SOURCE EXCERPT.
This time I make the basic argument that the Famicom has held up well simply because it was designed to do so. In this regard it is a wholly different, and vastly superior, creature than the type of consoles that producers are interested in making today.
I start off with an interesting, though not entirely scientific, comparison. Here is a pile of 11 old-school Famicoms:

91% of them (10 out of 11) come from junk piles.
82% of them (9 out of 11) are in working condition.
26 years is their average age (rough estimate).
300 yen (3$ US) is the average price I paid for them.
1051 games were released for this console.
100% of those 1051 games can still be played on this console.
I think these stats are fairly impressive, and I'll be referring back to some of them throughout this post. The first one I want to draw everyone's attention to is the fact that 82% of these 26 year old consoles are still in working order.
Compare that with this rather shocking article about the failure rate of the current generation of consoles. Within 2 years of purchase, a whopping 23.7% of XBox 360s and 10% of Playstation 3s had failed. Within 2 years! The Wii was the only one with anything near a respectable rate of 2.7%.
These were all, it should be pointed out, purchased new and not damaged by their owners (ie they just stopped working on their own without anyone dropping them, etc.)
Lets take the PS 3 as an example as its failure rate falls roughly in the middle of the 3. If we extrapolate that ten percent every two years forward for 26 years we are left with only 25.41% of PS3s that have not failed. Yikes.

DIRECTIVE A.
Multiply every coordinate in the listing's answers by 1.7 and round to whole numbers, halves up, leaving the numbers in the requests and their format samples unchanged. Reproduce every line, requests included, beginning at the first line of the listing and stopping after the line that contains "<point>1440,66</point>".
The listing has no connection to the Famicom post.

Named object pointing listing
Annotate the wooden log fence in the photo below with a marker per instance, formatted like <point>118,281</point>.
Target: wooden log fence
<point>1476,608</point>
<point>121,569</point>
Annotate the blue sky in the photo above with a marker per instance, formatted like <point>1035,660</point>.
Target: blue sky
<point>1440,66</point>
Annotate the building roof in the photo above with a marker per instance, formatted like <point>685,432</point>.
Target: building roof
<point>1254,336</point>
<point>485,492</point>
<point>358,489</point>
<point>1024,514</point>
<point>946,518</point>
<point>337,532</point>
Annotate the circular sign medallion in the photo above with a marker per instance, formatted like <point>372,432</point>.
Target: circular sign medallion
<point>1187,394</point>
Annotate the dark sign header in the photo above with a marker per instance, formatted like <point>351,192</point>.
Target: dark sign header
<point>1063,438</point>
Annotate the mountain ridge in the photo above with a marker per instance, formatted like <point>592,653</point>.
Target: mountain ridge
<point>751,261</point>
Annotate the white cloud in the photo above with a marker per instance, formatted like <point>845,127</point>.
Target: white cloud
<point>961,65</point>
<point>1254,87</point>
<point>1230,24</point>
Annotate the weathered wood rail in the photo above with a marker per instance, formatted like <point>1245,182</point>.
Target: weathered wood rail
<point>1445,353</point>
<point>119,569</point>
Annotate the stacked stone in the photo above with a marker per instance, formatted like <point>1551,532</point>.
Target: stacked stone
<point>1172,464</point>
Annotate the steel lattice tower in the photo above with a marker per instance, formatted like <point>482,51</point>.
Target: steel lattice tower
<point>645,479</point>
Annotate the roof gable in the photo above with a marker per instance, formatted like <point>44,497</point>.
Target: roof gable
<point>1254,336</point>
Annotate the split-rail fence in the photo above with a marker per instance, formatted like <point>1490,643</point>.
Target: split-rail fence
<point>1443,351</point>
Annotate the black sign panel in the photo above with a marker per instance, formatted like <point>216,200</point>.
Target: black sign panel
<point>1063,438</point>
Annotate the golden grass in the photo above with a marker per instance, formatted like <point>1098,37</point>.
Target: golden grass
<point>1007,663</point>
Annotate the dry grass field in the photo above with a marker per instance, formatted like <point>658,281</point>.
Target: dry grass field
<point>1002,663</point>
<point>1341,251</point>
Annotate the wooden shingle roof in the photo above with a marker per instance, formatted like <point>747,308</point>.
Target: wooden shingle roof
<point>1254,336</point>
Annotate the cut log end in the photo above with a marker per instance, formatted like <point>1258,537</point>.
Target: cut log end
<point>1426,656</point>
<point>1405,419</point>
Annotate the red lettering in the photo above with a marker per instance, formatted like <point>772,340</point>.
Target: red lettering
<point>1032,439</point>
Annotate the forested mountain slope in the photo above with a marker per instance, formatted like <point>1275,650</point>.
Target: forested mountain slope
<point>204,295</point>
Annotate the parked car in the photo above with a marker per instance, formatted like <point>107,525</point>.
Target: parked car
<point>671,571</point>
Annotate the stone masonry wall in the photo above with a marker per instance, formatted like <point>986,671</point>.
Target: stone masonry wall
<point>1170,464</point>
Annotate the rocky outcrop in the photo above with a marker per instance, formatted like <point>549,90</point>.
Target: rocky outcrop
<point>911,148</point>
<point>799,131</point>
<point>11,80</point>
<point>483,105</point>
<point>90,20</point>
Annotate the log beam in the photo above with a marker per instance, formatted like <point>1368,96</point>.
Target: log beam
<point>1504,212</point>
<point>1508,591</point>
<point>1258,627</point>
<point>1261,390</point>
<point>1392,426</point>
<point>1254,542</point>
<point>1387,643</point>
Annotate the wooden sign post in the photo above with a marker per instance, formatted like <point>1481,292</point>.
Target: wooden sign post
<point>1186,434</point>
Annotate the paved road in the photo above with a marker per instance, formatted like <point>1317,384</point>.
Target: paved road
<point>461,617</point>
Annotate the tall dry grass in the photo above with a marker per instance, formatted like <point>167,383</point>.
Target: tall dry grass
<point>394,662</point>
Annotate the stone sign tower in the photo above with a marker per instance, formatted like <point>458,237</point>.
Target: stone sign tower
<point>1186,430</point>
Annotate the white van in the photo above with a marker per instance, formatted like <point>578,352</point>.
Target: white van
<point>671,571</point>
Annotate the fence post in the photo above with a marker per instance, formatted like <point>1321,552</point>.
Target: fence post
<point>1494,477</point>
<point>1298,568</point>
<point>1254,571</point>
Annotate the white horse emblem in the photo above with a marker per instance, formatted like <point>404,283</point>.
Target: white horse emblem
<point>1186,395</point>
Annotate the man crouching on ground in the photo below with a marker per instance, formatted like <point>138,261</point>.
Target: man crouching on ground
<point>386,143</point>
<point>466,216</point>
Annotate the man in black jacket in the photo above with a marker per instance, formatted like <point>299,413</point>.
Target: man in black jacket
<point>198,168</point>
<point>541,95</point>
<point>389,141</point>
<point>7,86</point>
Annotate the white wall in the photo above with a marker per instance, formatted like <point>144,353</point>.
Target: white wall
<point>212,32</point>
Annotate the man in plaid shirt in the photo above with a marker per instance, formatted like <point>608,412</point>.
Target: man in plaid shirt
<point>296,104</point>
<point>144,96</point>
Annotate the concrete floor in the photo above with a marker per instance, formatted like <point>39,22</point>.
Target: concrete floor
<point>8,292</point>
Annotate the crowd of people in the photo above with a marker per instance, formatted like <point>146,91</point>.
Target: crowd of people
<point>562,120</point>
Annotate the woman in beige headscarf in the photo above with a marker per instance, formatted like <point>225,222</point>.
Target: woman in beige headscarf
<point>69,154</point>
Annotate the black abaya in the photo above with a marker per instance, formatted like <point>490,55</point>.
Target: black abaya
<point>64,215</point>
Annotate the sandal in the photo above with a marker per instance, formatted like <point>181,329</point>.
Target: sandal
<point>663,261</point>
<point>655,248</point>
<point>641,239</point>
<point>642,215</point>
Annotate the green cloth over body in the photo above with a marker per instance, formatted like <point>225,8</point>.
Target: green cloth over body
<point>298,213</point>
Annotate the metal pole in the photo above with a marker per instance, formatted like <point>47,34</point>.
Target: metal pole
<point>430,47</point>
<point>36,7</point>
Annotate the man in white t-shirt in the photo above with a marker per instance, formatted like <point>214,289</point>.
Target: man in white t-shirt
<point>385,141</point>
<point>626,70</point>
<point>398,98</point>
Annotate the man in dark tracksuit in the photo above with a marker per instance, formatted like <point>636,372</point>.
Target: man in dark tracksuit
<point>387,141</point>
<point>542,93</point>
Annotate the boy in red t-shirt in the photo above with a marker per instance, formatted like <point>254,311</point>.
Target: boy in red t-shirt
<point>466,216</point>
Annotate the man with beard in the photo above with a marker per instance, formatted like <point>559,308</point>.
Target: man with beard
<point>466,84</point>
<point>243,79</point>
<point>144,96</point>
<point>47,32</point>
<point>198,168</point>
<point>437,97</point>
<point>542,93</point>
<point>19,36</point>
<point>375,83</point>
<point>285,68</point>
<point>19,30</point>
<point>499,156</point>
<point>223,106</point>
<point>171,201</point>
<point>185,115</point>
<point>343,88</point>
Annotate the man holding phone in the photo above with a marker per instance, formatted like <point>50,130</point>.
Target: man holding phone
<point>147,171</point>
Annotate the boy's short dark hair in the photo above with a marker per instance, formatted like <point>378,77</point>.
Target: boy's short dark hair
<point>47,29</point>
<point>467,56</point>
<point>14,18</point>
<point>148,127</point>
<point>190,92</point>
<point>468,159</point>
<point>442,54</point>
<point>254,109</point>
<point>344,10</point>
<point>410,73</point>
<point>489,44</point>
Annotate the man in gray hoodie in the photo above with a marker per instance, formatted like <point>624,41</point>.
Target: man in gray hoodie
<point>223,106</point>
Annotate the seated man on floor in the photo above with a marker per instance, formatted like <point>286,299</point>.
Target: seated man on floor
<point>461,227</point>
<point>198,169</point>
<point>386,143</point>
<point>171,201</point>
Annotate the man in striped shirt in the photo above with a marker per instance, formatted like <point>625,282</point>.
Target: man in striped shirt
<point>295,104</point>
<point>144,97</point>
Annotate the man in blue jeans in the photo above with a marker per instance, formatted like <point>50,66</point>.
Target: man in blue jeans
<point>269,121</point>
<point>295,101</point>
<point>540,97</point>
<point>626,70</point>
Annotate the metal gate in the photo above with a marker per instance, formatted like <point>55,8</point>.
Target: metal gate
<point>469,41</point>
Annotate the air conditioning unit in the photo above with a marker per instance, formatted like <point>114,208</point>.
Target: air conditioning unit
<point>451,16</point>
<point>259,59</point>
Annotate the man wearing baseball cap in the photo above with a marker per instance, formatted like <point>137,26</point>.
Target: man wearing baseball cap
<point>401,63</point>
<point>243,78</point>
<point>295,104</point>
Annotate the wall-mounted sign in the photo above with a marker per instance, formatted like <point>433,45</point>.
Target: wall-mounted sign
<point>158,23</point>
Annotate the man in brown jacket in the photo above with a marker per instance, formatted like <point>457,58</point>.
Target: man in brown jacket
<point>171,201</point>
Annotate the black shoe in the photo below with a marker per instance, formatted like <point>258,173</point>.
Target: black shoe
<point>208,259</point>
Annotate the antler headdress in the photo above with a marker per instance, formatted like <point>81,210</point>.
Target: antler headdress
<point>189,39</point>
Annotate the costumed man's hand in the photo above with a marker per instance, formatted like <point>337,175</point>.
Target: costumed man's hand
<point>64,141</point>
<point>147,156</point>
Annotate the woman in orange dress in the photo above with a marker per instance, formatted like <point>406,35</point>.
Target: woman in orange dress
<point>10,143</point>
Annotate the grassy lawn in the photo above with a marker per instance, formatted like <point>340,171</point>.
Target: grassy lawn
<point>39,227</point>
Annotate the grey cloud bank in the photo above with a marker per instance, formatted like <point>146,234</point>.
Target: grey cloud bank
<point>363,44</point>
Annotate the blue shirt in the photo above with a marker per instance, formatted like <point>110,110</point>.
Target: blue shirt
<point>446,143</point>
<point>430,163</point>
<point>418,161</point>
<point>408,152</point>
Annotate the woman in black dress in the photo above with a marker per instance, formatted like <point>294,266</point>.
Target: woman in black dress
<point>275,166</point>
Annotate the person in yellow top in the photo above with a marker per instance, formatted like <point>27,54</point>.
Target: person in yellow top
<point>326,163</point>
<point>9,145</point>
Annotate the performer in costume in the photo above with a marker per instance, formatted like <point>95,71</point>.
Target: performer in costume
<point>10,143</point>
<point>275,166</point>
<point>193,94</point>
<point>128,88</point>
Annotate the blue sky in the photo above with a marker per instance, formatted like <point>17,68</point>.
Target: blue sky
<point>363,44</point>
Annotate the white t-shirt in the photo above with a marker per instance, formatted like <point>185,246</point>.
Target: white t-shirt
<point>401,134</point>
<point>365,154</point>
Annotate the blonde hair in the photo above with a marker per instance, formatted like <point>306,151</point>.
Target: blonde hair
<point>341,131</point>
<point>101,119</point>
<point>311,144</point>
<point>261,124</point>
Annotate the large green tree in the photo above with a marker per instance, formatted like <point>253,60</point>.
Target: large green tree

DIRECTIVE B.
Duplicate the passage of the Famicom post word for word, beginning at the words "This time I" and stopping after "in making today.".

OUTPUT A.
Annotate the wooden log fence in the photo below with a marker per instance, formatted like <point>118,281</point>.
Target: wooden log fence
<point>2509,1034</point>
<point>206,967</point>
Annotate the blue sky in the photo above with a marker per instance, formatted like <point>1035,660</point>.
Target: blue sky
<point>2448,112</point>

OUTPUT B.
This time I make the basic argument that the Famicom has held up well simply because it was designed to do so. In this regard it is a wholly different, and vastly superior, creature than the type of consoles that producers are interested in making today.